--- Activity ---
Each line from the one that includes "Record the location of each instance of the landing gear with" to the last line of the data below should be set down exactly; no other lines are wanted.

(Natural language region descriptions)
--- START ---

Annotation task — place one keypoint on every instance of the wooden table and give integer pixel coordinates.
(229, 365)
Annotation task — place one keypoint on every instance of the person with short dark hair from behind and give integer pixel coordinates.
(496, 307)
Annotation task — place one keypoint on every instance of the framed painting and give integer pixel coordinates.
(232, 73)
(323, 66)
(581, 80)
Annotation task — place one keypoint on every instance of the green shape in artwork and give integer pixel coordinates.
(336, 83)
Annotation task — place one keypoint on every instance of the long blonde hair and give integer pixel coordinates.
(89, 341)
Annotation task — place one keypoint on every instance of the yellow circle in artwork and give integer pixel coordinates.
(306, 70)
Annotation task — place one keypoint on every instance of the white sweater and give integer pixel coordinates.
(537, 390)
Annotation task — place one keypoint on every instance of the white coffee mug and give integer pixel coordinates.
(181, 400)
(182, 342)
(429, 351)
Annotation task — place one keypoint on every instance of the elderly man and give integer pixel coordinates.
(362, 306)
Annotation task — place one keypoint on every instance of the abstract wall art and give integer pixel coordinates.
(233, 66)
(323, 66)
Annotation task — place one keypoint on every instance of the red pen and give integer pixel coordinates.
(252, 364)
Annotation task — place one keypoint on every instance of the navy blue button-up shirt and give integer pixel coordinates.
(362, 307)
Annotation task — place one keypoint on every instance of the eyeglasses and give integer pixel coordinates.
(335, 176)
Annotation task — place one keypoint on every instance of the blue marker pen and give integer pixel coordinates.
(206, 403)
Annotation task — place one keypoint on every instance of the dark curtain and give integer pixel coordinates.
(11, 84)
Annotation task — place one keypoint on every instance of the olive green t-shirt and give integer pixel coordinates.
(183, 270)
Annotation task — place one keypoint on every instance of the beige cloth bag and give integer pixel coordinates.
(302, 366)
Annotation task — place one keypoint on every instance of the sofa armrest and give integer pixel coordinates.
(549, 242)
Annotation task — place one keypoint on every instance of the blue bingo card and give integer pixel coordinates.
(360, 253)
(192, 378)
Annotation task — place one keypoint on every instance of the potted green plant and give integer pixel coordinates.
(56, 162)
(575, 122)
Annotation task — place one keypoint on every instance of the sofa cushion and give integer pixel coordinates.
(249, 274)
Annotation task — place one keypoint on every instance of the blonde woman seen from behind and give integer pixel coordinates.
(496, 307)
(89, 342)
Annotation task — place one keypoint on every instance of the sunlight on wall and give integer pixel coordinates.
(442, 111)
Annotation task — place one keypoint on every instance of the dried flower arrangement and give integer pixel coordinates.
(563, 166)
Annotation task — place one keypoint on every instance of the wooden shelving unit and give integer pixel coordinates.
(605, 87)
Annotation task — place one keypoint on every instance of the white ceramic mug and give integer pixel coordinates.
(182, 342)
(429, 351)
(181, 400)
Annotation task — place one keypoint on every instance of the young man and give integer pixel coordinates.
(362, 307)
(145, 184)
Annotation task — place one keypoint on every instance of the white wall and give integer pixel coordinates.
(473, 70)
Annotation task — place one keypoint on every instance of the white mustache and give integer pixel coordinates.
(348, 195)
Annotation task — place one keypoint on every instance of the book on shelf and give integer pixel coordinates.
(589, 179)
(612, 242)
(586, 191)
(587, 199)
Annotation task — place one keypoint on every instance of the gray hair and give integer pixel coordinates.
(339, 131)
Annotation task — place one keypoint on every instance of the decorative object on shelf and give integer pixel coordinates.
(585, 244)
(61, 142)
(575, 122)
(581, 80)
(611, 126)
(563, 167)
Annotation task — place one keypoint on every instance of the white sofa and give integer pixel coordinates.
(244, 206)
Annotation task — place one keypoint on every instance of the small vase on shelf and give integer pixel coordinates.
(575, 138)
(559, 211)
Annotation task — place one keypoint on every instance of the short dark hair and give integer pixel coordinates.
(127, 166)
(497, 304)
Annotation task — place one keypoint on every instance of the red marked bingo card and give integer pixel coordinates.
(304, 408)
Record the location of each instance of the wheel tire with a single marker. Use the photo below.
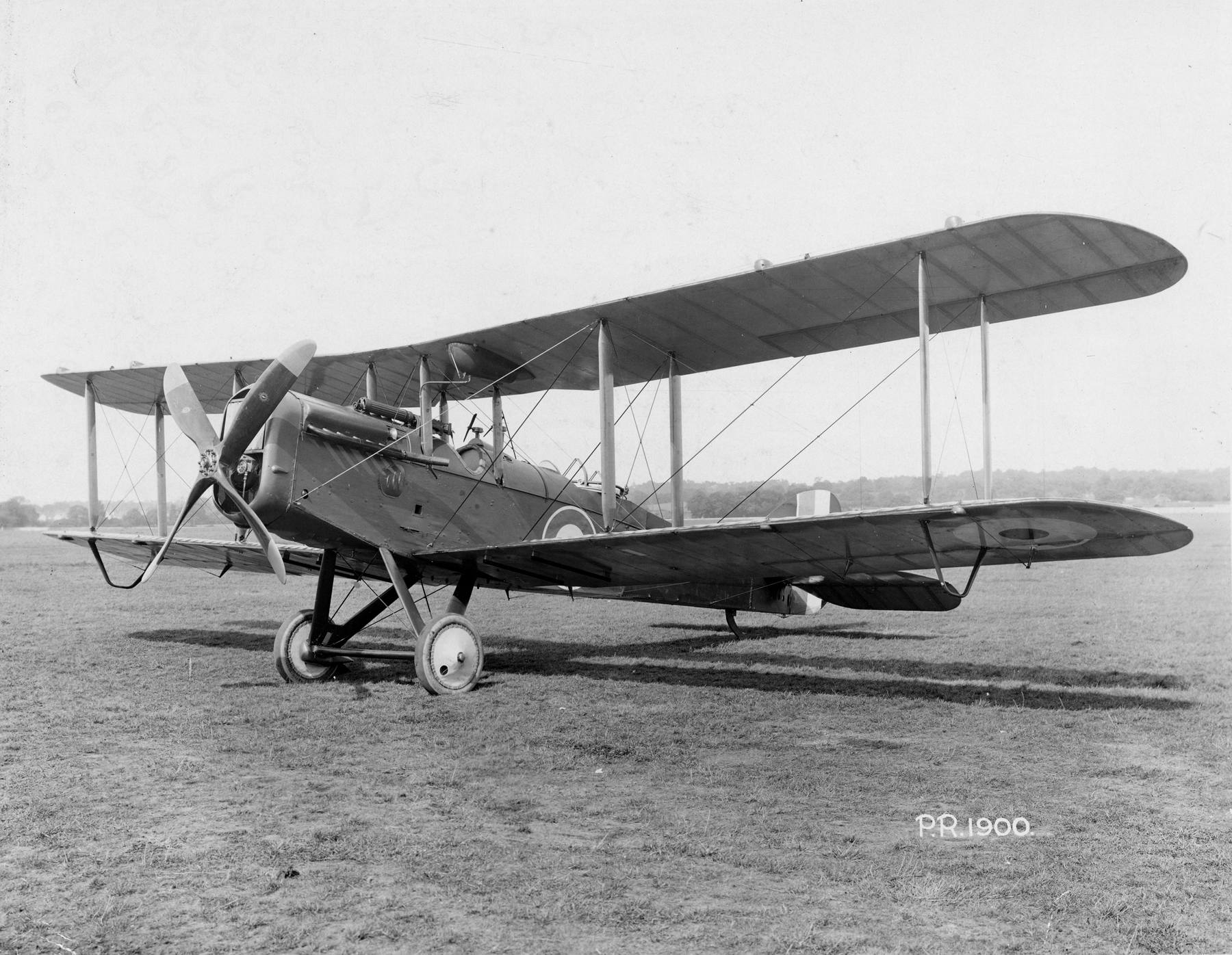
(449, 656)
(290, 646)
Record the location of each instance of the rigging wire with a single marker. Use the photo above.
(641, 445)
(791, 368)
(836, 421)
(955, 406)
(583, 465)
(386, 447)
(125, 473)
(492, 463)
(515, 371)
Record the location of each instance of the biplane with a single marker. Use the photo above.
(385, 490)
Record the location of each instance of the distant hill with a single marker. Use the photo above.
(1141, 489)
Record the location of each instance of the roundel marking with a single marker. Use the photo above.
(568, 522)
(1022, 533)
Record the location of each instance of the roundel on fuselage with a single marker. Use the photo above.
(567, 522)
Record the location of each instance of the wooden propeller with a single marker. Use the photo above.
(218, 458)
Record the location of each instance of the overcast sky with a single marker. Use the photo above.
(200, 181)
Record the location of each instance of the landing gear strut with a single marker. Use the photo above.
(448, 655)
(733, 627)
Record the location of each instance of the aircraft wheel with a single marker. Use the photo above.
(449, 656)
(290, 648)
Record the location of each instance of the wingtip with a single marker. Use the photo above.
(295, 357)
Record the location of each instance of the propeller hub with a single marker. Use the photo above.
(209, 462)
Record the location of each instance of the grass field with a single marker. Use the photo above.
(626, 778)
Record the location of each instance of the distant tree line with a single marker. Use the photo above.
(18, 512)
(1145, 489)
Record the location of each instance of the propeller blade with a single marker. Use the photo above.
(198, 489)
(271, 551)
(261, 399)
(183, 403)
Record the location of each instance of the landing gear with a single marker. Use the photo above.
(449, 656)
(292, 653)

--- END ---

--- Task solution ---
Record the location of each instance of the landing gear with a single marker. Use the photo above.
(449, 656)
(292, 653)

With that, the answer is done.